→ **Zu lösende Aufgaben**:
• A. Gib aus dem Text zur Strafrechtsreform 2015 wortgetreu den Abschnitt zurück, der mit „Libro-Entscheidung.“ beginnt und sich bis einschließlich „Tendenz abzuschwächen scheint.“ erstreckt.
• B. Nenne unverändert jede Zeile der Einträge, in der das Wort „blanket“ vorkommt.
==== Vorliegender Textauszug
Mit Anfang 2016 trat die Strafrechtsreform 2015 in Kraft. Im Zentrum der Reform steht neben den Bilanzdelikten der reformierte Untreuetatbestand samt der sowohl im GmbH-Gesetz als auch im Aktiengesetz nunmehr verankerten Business Judgement Rule („BJR“).

Libro-Entscheidung.
Auf Basis der umstrittenen Entscheidung des OGH in Sachen Libro im Jahr 2014 (12 Os 117/12 s) war eine Tendenz der Rechtsprechung dahingehend zu befürchten, dass eine unternehmerische Entscheidung, welche sich nachträglich als wirtschaftlich nachteilig herausstellen sollte, per se als Erfüllung zumindest des objektiven Tatbestandes der Untreue gewertet werden könnte. Positiv ist nun, dass die neue Rechtslage diese Tendenz abzuschwächen scheint.

Untreuetatbestand.
Das Delikt der Untreue verwirklicht nunmehr, wer seine Befugnis, über fremdes Vermögen zu verfügen oder einen anderen zu verpflichten, wissentlich missbraucht und dadurch den anderen am Vermögen schädigt. Seine Befugnis missbraucht, wer in unvertretbarer Weise gegen solche Regeln verstößt, die dem Vermögensschutz des wirtschaftlich Berechtigten dienen. Bei dieser Konkretisierung auf die Wortfolge „in unvertretbarer Weise“, also den Bereich außerhalb des vernünftig Argumentierbaren, handelt es sich bereits um eine Art BJR „light“. Steht einem Entscheidungsträger ein Ermessensspielraum zur Verfügung, ist das Überschreiten desselben tatbestandsmäßig. Wurden dem Entscheidungsträger hingegen klare Anweisungen gegeben, ist zudem jede Abweichung davon tatbestandsmäßig.
========
==== Die Einträge
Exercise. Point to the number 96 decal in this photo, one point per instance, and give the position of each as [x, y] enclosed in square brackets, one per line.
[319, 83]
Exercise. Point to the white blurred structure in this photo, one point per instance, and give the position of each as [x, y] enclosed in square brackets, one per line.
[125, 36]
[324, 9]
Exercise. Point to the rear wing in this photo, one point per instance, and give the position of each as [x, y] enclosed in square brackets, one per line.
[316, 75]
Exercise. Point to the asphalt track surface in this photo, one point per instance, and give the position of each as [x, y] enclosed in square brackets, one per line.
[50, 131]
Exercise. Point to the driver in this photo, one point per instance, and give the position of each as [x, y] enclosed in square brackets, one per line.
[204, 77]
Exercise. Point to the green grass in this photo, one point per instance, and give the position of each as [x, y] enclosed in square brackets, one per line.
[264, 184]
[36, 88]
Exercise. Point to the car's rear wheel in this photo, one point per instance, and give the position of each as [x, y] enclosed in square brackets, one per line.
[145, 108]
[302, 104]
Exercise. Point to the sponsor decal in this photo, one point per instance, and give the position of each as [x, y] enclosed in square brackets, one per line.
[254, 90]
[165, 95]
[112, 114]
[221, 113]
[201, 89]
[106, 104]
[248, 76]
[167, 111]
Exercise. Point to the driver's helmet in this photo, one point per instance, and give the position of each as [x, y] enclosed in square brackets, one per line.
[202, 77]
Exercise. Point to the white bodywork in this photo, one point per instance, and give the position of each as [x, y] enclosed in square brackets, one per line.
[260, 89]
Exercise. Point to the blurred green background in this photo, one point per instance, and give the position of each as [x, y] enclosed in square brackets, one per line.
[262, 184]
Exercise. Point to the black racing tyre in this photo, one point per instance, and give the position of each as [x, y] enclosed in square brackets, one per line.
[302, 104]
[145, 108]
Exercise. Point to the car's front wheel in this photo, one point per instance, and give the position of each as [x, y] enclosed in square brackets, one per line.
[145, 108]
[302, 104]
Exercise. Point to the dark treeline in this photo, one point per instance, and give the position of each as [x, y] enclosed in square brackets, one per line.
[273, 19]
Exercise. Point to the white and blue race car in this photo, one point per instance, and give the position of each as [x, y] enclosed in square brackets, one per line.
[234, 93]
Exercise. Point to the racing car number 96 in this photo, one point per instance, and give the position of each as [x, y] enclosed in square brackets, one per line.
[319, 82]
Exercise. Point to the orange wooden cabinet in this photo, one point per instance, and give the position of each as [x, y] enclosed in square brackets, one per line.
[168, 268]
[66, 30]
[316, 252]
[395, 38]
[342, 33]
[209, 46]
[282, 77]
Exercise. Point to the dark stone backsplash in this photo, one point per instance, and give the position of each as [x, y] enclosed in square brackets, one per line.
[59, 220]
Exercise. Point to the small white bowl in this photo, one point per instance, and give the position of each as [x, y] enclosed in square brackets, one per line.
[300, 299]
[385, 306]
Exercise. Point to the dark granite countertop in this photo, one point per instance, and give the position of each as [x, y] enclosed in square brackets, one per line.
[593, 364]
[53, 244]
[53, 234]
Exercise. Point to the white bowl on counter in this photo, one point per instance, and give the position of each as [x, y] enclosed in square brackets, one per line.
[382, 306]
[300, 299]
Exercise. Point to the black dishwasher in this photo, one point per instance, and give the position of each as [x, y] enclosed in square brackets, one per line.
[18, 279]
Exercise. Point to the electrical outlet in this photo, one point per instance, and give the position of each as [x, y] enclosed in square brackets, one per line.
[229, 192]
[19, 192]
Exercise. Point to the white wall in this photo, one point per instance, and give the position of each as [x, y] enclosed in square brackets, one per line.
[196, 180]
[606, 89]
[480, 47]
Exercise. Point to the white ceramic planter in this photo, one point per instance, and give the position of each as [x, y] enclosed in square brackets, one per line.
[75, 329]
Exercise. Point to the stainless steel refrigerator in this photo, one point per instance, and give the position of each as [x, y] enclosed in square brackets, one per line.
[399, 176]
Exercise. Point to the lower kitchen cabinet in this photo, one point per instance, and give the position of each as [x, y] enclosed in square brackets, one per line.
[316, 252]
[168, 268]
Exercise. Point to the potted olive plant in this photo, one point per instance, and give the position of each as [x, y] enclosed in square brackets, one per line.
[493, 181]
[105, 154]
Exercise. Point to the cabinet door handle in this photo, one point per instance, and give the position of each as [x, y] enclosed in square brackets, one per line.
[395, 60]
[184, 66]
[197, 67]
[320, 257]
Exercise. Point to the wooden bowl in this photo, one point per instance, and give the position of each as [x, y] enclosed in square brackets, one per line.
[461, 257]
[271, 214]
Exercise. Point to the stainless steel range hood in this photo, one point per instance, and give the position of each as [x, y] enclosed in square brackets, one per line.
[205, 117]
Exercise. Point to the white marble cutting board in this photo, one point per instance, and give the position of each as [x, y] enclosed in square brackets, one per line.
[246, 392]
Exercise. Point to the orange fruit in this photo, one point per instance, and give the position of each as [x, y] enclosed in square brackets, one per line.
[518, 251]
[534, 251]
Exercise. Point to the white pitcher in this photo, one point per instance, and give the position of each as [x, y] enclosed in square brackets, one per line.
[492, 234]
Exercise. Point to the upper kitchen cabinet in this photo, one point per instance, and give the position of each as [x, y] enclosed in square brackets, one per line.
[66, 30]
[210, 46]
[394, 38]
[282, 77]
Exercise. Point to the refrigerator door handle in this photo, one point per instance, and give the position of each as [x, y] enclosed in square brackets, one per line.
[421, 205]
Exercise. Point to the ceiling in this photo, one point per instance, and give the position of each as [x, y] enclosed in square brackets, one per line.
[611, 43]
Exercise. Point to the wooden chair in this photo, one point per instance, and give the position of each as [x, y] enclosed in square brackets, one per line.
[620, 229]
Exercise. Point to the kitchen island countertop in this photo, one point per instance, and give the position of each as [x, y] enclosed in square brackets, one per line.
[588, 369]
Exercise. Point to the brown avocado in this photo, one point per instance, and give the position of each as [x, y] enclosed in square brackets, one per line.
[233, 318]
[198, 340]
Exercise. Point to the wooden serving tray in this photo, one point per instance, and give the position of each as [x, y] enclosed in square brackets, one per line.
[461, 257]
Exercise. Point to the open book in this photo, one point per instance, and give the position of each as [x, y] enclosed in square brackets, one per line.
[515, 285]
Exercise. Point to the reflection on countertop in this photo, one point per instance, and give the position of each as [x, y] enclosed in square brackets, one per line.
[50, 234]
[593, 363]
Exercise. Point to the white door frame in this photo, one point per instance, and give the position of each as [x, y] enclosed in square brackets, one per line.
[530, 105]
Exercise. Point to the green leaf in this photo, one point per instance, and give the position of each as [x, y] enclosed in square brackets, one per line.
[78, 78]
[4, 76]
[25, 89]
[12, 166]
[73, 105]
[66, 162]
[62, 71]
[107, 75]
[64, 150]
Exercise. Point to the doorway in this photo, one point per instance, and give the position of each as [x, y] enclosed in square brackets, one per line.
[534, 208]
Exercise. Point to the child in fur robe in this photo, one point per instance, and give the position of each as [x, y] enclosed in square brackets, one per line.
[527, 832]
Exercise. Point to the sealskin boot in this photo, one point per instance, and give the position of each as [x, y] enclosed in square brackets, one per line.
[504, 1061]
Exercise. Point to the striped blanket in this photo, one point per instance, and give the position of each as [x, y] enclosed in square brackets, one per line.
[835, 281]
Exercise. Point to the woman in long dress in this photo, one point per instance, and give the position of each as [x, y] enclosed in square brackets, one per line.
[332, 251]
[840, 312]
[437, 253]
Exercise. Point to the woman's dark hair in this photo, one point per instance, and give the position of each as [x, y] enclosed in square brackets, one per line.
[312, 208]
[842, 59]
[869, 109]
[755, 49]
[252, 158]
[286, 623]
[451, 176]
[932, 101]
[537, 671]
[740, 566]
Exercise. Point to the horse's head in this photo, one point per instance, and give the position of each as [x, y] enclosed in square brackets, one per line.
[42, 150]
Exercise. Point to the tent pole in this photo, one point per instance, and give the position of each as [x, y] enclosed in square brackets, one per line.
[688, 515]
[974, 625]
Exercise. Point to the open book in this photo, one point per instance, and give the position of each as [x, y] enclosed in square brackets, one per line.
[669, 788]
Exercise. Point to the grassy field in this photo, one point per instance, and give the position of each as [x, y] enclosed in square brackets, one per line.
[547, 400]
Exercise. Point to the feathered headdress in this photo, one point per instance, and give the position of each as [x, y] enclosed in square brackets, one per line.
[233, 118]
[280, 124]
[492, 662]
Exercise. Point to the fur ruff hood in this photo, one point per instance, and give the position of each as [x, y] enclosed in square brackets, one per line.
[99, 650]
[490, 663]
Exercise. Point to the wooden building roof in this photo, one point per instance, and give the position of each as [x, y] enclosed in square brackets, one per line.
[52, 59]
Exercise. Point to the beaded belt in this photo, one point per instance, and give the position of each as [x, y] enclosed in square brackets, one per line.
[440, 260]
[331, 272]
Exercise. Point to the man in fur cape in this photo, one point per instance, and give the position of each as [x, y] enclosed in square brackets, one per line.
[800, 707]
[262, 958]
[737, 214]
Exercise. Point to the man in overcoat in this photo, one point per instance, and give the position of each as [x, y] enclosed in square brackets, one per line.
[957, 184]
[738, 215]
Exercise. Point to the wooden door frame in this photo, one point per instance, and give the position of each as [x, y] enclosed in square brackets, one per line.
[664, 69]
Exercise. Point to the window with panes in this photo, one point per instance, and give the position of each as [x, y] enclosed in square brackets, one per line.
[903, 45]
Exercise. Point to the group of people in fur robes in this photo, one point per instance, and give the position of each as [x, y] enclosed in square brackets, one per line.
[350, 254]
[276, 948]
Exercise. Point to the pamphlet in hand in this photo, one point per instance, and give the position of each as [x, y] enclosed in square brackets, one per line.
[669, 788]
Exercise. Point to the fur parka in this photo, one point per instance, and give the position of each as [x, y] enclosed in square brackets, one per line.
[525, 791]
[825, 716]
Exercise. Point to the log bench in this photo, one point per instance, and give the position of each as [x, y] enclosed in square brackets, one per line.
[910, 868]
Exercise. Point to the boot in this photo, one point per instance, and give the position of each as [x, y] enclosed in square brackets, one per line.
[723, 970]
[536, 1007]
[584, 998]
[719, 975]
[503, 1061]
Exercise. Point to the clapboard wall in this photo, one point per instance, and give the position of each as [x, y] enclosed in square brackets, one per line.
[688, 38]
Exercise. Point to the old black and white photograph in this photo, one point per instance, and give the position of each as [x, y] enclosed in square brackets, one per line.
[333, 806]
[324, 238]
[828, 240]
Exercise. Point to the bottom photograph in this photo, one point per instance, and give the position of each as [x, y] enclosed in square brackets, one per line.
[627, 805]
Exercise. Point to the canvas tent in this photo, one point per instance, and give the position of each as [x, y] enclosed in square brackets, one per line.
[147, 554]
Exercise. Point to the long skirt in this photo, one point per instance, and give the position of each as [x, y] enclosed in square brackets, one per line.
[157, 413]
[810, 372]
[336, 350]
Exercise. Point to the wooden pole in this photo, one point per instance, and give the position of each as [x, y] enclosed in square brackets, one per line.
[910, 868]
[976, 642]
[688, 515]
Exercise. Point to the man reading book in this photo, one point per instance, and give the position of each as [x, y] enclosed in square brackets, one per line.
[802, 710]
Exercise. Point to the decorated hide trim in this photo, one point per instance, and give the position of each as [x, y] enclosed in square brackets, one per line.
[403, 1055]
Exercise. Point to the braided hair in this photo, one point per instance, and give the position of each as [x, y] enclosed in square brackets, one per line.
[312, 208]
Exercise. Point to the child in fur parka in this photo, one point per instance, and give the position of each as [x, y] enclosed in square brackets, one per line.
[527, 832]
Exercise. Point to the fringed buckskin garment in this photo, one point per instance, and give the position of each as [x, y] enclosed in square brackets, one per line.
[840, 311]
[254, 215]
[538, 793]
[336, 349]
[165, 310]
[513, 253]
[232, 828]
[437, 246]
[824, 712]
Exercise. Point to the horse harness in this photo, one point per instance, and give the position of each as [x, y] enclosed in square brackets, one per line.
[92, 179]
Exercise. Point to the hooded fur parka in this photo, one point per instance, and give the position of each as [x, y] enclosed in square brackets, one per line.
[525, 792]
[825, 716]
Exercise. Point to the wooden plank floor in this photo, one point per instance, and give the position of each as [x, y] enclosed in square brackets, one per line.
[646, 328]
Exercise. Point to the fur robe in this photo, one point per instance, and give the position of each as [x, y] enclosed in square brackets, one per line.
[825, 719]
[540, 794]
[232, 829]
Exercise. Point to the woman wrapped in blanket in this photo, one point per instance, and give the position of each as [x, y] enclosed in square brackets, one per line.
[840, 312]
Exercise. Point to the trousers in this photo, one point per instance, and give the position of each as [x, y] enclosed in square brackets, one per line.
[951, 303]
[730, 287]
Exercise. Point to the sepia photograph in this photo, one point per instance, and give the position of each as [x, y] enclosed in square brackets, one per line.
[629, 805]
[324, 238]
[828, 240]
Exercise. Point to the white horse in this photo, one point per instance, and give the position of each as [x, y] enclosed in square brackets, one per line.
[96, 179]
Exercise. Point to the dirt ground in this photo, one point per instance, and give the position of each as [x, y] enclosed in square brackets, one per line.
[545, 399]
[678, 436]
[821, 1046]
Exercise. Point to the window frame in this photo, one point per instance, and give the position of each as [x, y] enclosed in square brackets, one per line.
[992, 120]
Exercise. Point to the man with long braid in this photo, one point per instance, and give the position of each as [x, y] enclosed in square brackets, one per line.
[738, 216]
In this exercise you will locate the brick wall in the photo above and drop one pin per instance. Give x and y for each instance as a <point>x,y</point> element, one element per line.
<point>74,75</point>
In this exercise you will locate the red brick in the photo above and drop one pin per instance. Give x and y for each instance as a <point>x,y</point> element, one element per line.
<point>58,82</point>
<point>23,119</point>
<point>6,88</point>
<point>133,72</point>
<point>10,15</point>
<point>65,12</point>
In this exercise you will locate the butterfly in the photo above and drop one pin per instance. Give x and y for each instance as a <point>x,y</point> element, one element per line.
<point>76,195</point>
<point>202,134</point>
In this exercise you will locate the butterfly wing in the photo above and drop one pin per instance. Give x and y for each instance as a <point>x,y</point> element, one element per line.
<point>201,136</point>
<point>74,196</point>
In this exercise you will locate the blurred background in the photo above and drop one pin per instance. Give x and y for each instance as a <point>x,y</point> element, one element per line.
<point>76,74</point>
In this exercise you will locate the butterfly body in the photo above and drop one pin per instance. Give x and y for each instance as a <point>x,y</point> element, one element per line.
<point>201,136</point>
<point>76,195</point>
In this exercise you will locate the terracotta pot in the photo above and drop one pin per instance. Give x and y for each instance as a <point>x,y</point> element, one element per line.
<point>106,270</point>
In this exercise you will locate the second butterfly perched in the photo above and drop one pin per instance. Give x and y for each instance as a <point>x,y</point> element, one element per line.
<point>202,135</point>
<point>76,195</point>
========
→ **Lösungen der Aufgaben**:
• A.
Libro-Entscheidung.
Auf Basis der umstrittenen Entscheidung des OGH in Sachen Libro im Jahr 2014 (12 Os 117/12 s) war eine Tendenz der Rechtsprechung dahingehend zu befürchten, dass eine unternehmerische Entscheidung, welche sich nachträglich als wirtschaftlich nachteilig herausstellen sollte, per se als Erfüllung zumindest des objektiven Tatbestandes der Untreue gewertet werden könnte. Positiv ist nun, dass die neue Rechtslage diese Tendenz abzuschwächen scheint.

• B.
Exercise. Point to the striped blanket in this photo, one point per instance, and give the position of each as [x, y] enclosed in square brackets, one per line.
Exercise. Point to the woman wrapped in blanket in this photo, one point per instance, and give the position of each as [x, y] enclosed in square brackets, one per line.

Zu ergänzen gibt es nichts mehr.